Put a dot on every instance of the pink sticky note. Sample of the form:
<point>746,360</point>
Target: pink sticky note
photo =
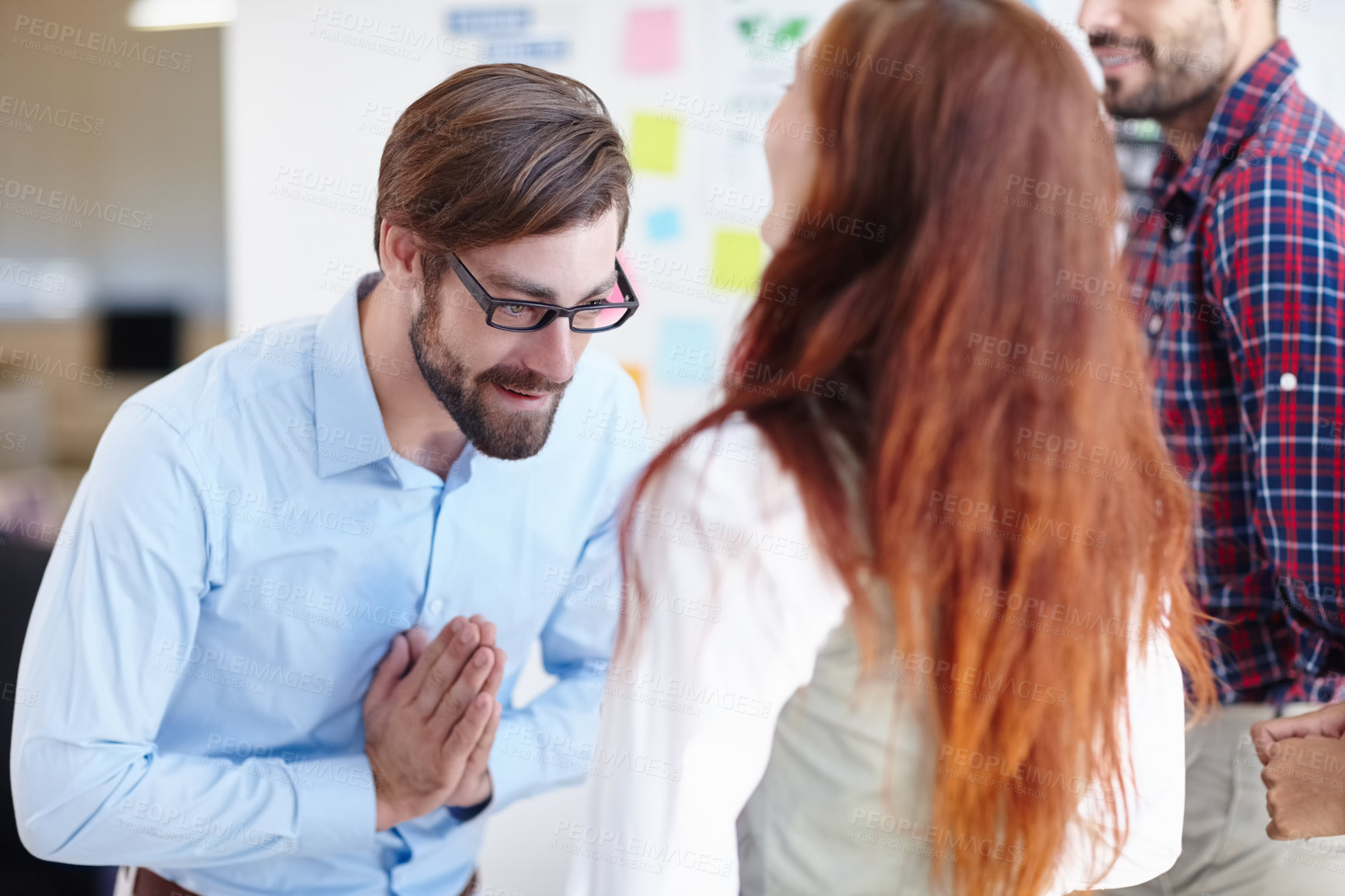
<point>652,42</point>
--------------------
• [Problem]: Before handing back the copy, remove the pictures; otherwise print the data exactly.

• [Output of the task]:
Put a dot on every instance of the pink sticky note. Sample of the form:
<point>746,360</point>
Target: pink sticky note
photo =
<point>652,42</point>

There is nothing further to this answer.